(Recorded data)
^^^^

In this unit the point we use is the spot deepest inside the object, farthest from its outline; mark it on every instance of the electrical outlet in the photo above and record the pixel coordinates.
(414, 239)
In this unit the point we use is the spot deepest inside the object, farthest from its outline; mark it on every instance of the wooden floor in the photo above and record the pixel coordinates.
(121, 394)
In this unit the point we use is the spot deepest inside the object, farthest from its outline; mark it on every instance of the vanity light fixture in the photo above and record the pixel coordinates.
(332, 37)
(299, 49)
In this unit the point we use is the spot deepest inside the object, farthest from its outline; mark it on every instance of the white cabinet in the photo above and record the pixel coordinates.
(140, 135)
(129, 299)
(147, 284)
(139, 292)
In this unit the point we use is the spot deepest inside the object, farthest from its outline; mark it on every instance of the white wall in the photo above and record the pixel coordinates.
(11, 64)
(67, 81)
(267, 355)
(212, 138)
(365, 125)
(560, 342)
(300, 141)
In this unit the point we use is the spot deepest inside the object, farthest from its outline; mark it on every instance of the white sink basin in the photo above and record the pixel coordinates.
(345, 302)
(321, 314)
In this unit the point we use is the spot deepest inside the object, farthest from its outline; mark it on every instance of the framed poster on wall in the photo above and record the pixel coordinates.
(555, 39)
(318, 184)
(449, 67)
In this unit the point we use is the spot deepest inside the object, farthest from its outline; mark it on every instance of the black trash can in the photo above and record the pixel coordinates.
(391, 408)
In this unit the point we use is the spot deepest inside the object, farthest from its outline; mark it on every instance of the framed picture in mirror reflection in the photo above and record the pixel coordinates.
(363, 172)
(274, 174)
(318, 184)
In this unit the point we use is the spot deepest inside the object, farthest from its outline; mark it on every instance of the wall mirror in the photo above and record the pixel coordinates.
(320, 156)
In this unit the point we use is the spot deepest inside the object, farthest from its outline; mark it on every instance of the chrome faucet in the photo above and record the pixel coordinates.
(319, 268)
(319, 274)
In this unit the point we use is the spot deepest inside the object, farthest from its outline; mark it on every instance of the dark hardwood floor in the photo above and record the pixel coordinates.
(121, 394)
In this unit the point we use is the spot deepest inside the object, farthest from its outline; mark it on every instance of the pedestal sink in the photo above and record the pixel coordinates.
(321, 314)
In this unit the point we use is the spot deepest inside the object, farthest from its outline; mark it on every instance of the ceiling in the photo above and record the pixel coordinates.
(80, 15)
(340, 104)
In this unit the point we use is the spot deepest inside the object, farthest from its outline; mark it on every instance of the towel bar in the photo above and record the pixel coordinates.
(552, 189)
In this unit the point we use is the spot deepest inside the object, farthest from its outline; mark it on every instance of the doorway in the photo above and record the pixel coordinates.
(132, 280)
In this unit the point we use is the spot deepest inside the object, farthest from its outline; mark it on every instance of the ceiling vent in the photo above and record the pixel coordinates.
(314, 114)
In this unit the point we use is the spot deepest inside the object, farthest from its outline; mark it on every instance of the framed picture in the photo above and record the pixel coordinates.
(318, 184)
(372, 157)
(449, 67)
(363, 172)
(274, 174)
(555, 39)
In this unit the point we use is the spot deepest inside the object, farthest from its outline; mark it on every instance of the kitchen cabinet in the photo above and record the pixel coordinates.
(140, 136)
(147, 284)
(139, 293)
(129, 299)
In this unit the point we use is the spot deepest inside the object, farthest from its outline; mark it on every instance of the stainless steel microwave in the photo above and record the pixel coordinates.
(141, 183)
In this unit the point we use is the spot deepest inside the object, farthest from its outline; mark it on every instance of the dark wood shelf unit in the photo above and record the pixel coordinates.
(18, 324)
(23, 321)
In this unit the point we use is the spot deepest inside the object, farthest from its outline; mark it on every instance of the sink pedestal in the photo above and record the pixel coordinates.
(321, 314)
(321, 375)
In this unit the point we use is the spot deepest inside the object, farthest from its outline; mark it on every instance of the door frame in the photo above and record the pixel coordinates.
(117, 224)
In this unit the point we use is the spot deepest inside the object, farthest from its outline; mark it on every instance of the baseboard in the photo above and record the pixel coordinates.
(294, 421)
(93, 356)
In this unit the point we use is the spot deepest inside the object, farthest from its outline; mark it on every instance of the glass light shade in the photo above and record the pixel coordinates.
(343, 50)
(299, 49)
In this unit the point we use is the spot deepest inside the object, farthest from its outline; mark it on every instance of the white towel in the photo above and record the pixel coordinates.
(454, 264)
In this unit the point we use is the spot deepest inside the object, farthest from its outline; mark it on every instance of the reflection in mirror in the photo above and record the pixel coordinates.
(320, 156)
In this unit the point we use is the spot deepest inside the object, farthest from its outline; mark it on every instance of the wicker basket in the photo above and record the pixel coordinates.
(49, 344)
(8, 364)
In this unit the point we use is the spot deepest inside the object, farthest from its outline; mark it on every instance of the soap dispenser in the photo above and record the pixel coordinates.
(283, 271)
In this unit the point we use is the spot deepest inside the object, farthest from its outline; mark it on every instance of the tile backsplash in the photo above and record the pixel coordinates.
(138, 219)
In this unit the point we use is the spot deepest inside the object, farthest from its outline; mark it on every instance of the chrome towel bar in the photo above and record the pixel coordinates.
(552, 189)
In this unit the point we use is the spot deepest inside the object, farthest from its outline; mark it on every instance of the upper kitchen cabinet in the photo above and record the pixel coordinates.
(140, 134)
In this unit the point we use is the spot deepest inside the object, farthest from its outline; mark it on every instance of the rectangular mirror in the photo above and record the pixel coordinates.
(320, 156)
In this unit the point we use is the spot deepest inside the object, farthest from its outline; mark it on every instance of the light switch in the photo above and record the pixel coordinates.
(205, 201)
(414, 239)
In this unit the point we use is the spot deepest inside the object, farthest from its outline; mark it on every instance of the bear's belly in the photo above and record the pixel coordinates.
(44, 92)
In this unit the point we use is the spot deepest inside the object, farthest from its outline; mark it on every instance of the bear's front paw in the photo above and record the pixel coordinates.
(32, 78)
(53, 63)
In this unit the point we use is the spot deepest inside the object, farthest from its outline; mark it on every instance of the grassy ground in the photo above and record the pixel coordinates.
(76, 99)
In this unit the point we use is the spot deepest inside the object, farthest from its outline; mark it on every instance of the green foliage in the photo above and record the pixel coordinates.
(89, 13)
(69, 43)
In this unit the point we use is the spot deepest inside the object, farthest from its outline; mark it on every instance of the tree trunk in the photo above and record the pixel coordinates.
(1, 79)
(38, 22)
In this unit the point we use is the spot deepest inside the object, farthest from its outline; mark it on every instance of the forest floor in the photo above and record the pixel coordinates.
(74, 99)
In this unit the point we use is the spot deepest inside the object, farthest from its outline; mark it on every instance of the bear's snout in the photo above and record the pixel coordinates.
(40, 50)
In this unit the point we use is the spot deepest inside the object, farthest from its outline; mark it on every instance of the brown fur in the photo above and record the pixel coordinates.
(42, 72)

^^^^

**TASK DESCRIPTION**
Rewrite the material from the line containing "of the forest" through the end, keeping each request and multiplying every coordinate in the answers by 1.8. Round each result to a whole number, with halves rounded up.

**OUTPUT OF THE EXERCISE**
In this unit the point we use is the spot deepest inside the object, farthest from its outline; mark it on every instance of the forest floor in the photo above and record the pixel coordinates.
(133, 178)
In this unit the point we use is the spot deepest inside the object, farthest from its outline; mark it on every instance of the bear's snout in the photo above and record the pixel coordinates.
(72, 90)
In this unit the point we use is the spot deepest inside the object, farthest from its outline; mark it on every instance of the brown fur in the photo above and record the pixel coordinates.
(76, 130)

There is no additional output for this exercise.